>> BEGIN PAGE EXCERPT

Engine provides a scan configuration with a set of routes and a specified configuration Calling Run or RunAsync can be done concurrently. Each call will create its own threadpool If you wish to access one threadpool from multiple workers, use RunAsync and communicate using the provided channels The options are non-configurable after instantiation as modifying the routes or config during Run or RunAsync may lead to non-deterministic behaviour

func NewEngine ¶

func NewEngine(routes http.RouteMap, opts ...ConfigOption) *Engine

NewEngine will create an engine with the defined routes and options. If you require a different set of routes, you should instantiate a new engine

func (*Engine) Config ¶

func (e *Engine) Config() *Config

Config returns the config for the engine. Modifying this config will modify the config for any currently running scans

func (*Engine) Run ¶

func (e *Engine) Run(ctx context.Context, input []*http.Target) ([]*Result, error)

Run will perform the same operation as RunAsync. This wraps the channels with allocated structs and returns the results This is safe to call from concurrent threads and will use separate worker pools for each call. your callback will be invoked on each result received so you can asynchronously process the results if you wish All the results will still be returned by the []*Result slice. Modifying the result in the callback is considered undefined behaviour

func (*Engine) RunAsync ¶

func (e *Engine) RunAsync(ctx context.Context) (tx chan *http.Target, rx chan *Result, err error)

RunAsync will begin all the concurrent threads for scanning. Inputs should be fed to the tx (to transmit) and results are read off rx (receive). This function can fail if the config provided to the engine is invalid Each call instantiates its own set of workers, tx, and rx. Hence this is safe to call concurrently The Engine will terminate when the context is cancelled, or when the tx channel is closed When the rx channel is closed, all results have been returned. The caller closing rx may panic and is considered unexpected behaviour

func (*Engine) RunCallback ¶

func (e *Engine) RunCallback(ctx context.Context, input []*http.Target, cb ...func(r *Result, c *Config)) ([]*Result, error)

>> END PAGE EXCERPT
>> BEGIN EXTRACTED RECORDS

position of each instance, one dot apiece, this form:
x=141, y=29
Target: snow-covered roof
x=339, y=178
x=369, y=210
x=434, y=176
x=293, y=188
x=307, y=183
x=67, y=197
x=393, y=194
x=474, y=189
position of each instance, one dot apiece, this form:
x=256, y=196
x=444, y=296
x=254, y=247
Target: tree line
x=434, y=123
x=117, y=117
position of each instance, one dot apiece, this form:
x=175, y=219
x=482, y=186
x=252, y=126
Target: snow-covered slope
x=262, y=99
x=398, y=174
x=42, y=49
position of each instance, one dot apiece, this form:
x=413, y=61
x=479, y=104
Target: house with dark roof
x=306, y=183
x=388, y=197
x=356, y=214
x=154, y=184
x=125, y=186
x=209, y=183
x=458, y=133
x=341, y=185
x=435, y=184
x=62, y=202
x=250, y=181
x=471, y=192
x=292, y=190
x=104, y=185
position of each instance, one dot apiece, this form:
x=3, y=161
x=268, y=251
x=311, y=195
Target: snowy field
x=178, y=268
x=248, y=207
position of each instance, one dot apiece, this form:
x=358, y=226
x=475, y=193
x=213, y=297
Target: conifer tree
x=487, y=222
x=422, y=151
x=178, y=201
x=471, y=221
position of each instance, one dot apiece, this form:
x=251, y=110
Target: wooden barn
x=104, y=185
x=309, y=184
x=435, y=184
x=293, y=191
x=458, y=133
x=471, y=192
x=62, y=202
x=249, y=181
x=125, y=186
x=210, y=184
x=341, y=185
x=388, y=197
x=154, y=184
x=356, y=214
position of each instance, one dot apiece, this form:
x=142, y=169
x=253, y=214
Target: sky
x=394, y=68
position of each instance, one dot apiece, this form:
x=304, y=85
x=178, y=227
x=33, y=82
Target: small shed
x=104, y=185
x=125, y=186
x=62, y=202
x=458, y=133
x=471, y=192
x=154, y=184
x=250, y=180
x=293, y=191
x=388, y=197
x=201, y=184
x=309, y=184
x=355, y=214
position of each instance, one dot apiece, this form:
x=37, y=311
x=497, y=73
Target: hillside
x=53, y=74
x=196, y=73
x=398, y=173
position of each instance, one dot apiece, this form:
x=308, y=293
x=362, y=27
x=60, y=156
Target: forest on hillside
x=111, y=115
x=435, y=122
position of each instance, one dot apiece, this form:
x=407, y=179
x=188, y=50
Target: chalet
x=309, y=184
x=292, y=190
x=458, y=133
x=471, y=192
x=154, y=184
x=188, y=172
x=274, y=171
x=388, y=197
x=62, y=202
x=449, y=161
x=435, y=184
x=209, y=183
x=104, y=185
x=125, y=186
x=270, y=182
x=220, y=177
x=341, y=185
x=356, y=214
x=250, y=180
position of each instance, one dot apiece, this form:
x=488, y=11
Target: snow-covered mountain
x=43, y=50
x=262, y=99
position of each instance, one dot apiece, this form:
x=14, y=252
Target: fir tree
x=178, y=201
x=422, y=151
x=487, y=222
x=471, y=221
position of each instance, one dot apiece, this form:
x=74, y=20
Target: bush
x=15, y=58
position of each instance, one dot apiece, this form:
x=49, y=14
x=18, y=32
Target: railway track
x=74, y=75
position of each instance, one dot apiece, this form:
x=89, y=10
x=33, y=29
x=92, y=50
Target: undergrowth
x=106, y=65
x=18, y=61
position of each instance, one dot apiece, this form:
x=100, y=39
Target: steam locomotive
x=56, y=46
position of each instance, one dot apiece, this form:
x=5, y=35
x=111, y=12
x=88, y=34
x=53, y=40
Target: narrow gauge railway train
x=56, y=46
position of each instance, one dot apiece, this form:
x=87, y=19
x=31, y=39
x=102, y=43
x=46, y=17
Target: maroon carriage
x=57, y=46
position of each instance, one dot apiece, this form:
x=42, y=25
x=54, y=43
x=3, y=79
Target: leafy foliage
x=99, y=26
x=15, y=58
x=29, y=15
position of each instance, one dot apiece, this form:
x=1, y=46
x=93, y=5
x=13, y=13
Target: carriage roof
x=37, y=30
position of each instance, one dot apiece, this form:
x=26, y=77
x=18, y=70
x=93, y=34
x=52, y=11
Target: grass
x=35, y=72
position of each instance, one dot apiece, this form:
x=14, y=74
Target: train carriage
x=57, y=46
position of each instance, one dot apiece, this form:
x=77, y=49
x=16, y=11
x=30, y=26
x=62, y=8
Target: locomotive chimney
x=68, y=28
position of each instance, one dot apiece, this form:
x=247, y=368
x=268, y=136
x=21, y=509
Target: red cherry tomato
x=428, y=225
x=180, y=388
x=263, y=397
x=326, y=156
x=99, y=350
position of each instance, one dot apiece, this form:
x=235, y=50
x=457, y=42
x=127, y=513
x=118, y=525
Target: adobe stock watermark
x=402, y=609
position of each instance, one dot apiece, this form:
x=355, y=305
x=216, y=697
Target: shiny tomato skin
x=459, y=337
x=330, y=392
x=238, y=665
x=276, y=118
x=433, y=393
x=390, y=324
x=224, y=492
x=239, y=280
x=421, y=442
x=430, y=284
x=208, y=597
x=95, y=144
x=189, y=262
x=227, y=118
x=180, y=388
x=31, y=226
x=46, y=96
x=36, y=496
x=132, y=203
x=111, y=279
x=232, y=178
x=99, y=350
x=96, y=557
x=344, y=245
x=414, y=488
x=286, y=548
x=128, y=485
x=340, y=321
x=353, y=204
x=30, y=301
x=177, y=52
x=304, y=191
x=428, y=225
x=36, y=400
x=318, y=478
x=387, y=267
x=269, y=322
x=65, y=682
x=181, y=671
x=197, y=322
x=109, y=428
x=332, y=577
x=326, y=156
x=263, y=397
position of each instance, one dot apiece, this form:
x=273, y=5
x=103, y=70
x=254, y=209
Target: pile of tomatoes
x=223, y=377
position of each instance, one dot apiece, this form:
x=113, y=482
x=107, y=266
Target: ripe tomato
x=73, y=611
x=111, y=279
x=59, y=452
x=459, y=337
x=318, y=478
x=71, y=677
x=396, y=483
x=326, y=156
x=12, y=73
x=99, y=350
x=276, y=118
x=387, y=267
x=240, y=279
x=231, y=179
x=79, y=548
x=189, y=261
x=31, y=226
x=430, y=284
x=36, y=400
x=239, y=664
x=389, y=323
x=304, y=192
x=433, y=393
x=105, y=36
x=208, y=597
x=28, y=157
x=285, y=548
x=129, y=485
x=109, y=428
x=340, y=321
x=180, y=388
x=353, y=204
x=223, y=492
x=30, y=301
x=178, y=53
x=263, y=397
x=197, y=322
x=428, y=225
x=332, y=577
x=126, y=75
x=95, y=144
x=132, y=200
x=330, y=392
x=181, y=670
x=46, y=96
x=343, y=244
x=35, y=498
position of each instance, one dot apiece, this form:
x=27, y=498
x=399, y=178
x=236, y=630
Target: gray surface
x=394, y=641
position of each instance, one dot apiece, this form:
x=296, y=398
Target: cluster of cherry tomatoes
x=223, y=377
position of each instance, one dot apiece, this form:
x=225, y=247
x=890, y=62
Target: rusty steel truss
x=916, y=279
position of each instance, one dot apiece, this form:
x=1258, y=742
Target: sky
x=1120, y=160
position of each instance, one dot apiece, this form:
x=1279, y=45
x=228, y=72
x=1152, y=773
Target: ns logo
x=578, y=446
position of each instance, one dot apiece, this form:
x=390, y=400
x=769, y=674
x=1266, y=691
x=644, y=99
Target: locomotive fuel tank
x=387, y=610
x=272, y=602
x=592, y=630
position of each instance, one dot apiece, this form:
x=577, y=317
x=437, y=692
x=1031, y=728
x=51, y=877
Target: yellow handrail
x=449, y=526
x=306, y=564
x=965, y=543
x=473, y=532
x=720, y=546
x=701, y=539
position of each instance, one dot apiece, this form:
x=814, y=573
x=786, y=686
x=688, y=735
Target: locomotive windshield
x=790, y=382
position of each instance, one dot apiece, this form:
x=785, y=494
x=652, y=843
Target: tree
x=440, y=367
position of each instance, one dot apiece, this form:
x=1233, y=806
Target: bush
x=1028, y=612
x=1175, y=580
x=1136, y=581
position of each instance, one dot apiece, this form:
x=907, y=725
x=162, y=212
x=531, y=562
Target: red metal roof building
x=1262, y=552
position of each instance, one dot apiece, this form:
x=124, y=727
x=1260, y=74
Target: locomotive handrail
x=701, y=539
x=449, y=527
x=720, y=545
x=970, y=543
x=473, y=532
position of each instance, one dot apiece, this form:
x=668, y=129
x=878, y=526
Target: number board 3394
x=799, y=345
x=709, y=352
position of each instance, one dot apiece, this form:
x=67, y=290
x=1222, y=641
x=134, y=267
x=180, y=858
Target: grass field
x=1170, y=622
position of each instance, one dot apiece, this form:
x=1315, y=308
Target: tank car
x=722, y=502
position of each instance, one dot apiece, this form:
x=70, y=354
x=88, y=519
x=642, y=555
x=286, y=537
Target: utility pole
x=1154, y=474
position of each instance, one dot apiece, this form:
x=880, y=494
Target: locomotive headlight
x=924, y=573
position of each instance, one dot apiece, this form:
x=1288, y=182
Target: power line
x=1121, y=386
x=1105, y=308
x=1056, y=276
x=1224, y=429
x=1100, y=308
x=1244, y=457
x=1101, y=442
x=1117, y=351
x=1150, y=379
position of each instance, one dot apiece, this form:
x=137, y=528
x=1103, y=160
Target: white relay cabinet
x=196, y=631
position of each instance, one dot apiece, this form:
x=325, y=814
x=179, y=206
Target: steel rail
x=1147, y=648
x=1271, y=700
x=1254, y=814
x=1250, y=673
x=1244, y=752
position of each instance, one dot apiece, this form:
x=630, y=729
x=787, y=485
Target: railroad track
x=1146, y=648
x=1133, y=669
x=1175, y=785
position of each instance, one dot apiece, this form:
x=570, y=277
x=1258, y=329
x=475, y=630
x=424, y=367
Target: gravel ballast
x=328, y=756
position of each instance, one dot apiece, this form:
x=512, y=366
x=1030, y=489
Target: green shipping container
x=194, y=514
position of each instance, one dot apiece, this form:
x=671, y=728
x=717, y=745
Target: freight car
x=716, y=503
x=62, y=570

>> END EXTRACTED RECORDS

WHAT THIS EXERCISE ASKS:
1) Please output the part of the Engine documentation that opens with the words containing "Config returns the" and closes with "[]*http.Target) ([]*Result, error)".
2) Translate this sentence from the Engine documentation into Spanish: "NewEngine will create an engine with the defined routes and options."
3) According to the Engine documentation, under what conditions will the Engine terminate when using RunAsync?
The lines aren't needed for any of this.

EXPECTED OUTPUTS:
1)
Config returns the config for the engine. Modifying this config will modify the config for any currently running scans

func (*Engine) Run ¶

func (e *Engine) Run(ctx context.Context, input []*http.Target) ([]*Result, error)

2) NewEngine creará un motor con las rutas y opciones definidas.

3) When the context is cancelled, or when the tx channel is closed.